TEXT SEGMENT —
↓↓↓
4.2.1 Lactate/lactic acidosis

Tumor LDHA-driven glycolysis and monocarboxylate transporter (MCT) export raise extracellular lactate and H⁺. Pathophysiological lactic acidosis directly inhibits CTL and NK function, curtailing cytokines and cytolysis while suppressing TCR-proximal signaling programs including NFAT, with consequent loss of IFN-γ. It also impairs T-cell motility and chemotaxis, reinforcing exclusion. Targeting lactate production/transport (LDHA or MCTs) therefore represents a tractable lever to restore CD8⁺ effector programs (50, 51).

4.2.2 Adenosine: A₂A-cAMP/PKA and ENT1–pyrimidine axes

Hypoxia and CD39/CD73 activity elevate extracellular adenosine, which engages A₂A receptors on T cells to raise cAMP–PKA signaling and antagonize TCR pathways (including NFAT), broadly suppressing CTL killing and cytokine output. Clinically, A₂A antagonists (e.g., ciforadenant) are being tested alone or with PD-(L)1 blockade. In parallel, a recent study shows intracellular adenosine uptake via ENT1 depletes pyrimidines and throttles biosynthesis in activated T cells; pharmacologic ENT1 inhibition restores nucleotide pools and rescues anti-tumor activity—highlighting two complementary adenosine checkpoints (52–55).

4.2.3 Extracellular potassium (the “ionic checkpoint”)

Necrosis-rich tumor cores release K⁺, elevating interstitial [K⁺] and forcing T cells into a nutrient-hoarding, hypoactive state. Mechanistically, high [K⁺]e suppresses TCR-driven Akt–mTOR phosphorylation (via PP2A), limiting effector programs; relieving the K⁺ brake restores CD8⁺ function (56).

4.2.4 Hypoxia and tryptophan–kynurenine (IDO/TDO–AhR) signaling

Hypoxia reshapes T-cell metabolism and fate, contributing to exhaustion features and altering effector capacity; HIF-1α activity tunes CD8⁺ responses in tumors while also promoting immunosuppressive circuits. In parallel, IDO/TDO-driven kynurenine engages AhR to dampen T-cell immunity; blocking this circuit restores responsiveness and synergizes with checkpoint blockade in models (57, 58).

4.2.5 Translational levers (metabolic immuno-engineering)

Strategies under active preclinical/clinical evaluation include: (i) inhibiting lactate production/transport to reduce lactic acidosis; (ii) A₂A receptor antagonists and ENT1 inhibitors to revoke adenosine-mediated suppression; (iii) approaches that buffer or bypass the K⁺ ionic checkpoint; and (iv) IDO/AhR pathway inhibitors—often combined with PD-(L)1—to reprogram the metabolic contexture and increase intratumoural CD8⁺ T-cell quantity and quality (54, 59).

4.3 Soluble cytokines and growth factors

TGF-β is a master suppressor that stiffens the extracellular matrix, down-regulates endothelial adhesion molecules and imprints an exhaustion-prone transcriptional program on CD8⁺ T cells (48, 60); high TGF-β signatures typify immune-excluded tumors and predict poor response to monotherapy ICI (61, 62). VEGF not only fuels aberrant angiogenesis but also induces endothelial “anergy,” further impeding T-cell extravasation (26, 63). Together with IL-10 and prostaglandin-E2, these soluble factors create an anti-inflammatory milieu that limits effector-cell recruitment and survival (64). Combination regimens that co-target VEGF or TGF-β with PD-1/PD-L1 blockade are now actively pursued to dismantle these layered defenses (65, 66).
↑↑↑
AVAILABLE DATA —
↓↓↓
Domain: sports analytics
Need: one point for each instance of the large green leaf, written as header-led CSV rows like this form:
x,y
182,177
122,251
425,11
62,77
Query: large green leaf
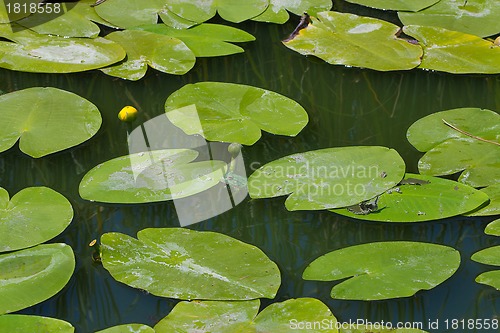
x,y
384,270
437,199
347,39
30,276
46,120
187,264
230,10
489,256
469,142
29,324
328,178
297,315
404,5
233,113
277,12
31,52
455,52
151,177
478,17
205,40
33,216
163,53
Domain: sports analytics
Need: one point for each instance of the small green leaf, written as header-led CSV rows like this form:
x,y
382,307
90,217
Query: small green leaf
↑↑↑
EXERCISES TO COMPLETE —
a: Render this sentence from the text on T-cell suppression in tumors into Spanish: "Clinically, A₂A antagonists (e.g., ciforadenant) are being tested alone or with PD-(L)1 blockade."
b: Carry on the text on T-cell suppression in tumors from its final sentence.
The data shown with this text were drawn from a separate source.

RESPONSES —
a: En la clínica, los antagonistas de A₂A (p. ej., ciforadenant) se están evaluando solos o combinados con el bloqueo de PD-(L)1.

b:
4.4 Immunosuppressive cellular networks

Regulatory T cells (Tregs), myeloid-derived suppressor cells (MDSCs) and TAMs form a cellular triad that orchestrates resistance to CD8⁺ immunity. Tregs accumulate in hypoxic, adenosine-rich niches and secrete IL-10, TGF-β and granzyme-B to dampen local cytotoxic responses; a high Treg/CD8 ratio correlates with shortened survival across many carcinomas (67). MDSCs deplete arginine and cystine, generate nitric oxide and reactive oxygen species, and express checkpoint ligands, thereby stalling CD8⁺ activation and clonal expansion (68). TAMs of an M2-like phenotype produce IL-10 and PD-L1, phagocytose effector cells via FcγR engagement and remodel stroma to favor immune exclusion (69). Therapeutic depletion or functional reprogramming of these suppressor populations — for example, CCR2/CSF1R blockade for TAMs or arginase/iNOS inhibition for MDSCs — synergizes with checkpoint inhibitors by unleashing CD8⁺ TILs (70, 71).

4.5 Integrated impact on therapy

These overlapping inhibitory layers—checkpoint engagement, metabolic starvation, soluble suppressors and suppressive cell populations—conspire to limit both the quantity and quality of intratumoural CD8⁺ T cells. Rational combination approaches that simultaneously relieve co-inhibition, rectify nutrient stress, neutralize soluble cytokines and curtail suppressor cells are therefore essential to transform immune-”immunotherapy-resistant” tumors into T-cell-inflamed, therapy-responsive states.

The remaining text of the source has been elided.